> **What the task asks**
Convert the data below into a JSON list of strings, with each line as its own string and blank lines omitted. Exclude the pictures from the list.

Data on the locations of objects:
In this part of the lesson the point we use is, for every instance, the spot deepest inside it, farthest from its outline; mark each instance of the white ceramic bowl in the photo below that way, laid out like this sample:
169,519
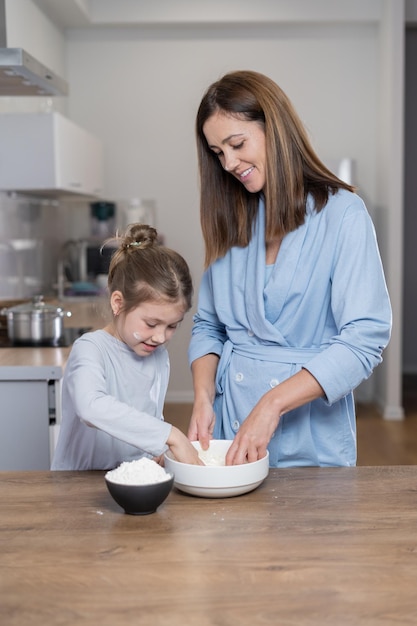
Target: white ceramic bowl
217,481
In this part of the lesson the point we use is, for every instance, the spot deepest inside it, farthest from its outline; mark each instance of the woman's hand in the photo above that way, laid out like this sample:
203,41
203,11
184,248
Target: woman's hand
182,449
203,417
257,430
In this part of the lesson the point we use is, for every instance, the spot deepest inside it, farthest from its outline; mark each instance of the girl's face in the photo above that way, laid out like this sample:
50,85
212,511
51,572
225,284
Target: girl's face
148,326
240,146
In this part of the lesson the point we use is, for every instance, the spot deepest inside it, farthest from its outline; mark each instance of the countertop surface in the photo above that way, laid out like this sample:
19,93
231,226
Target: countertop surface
310,546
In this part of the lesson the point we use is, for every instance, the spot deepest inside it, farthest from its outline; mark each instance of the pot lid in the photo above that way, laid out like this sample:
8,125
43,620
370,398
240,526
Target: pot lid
36,305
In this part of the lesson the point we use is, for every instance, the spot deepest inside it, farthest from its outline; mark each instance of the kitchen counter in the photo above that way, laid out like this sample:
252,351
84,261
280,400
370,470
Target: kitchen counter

> **Finished exercise**
[
  "In this part of the lesson the point we use is, for every instance, the spot deepest inside it, farthest from its outline; mark each instance of the white ceramic bowl in the photo below that way, laid out like this sample:",
  "169,519",
  "Target: white ceramic bowl",
  "217,481",
  "In this part of the lesson the point we use is, for every instance, the spot deepest inside it, farthest from its outline; mark each instance of the woman's hand in the photo above that way, laid out like this sample:",
  "203,41",
  "203,11",
  "184,248",
  "Target: woman's hand",
  "182,449",
  "203,417",
  "257,430",
  "In this part of the lesson the point we use is, for every instance, the spot deepest inside it, farthest from its outline; mark each instance of the girl's face in the photo above that way, laid out like this sample:",
  "50,85",
  "212,511",
  "51,572",
  "225,284",
  "Target: girl's face",
  "148,326",
  "240,146",
  "In this part of the lesson the point we use is, for every instance, the spot deepest inside it, farthest from its outline; mark each instance of the countertop surface in the photo above that way, laid out like this sample:",
  "19,93",
  "231,226",
  "Target: countertop surface",
  "310,546",
  "In this part of the lesson the point we use is, for every instance, the spot deepest inside it, farthest from its outline; mark each instance of the pot lid in the photo above that way, laid out like this sample:",
  "8,125",
  "43,620",
  "370,398",
  "240,526",
  "Target: pot lid",
  "36,305",
  "In this part of the lesson the point we use is, for every instance, the spot deepest inside it, farthest from its outline; mark each instance of the kitchen counter in the photo above that way, laid out like this sample:",
  "252,351",
  "84,261",
  "280,400",
  "370,470",
  "Target: kitchen counter"
]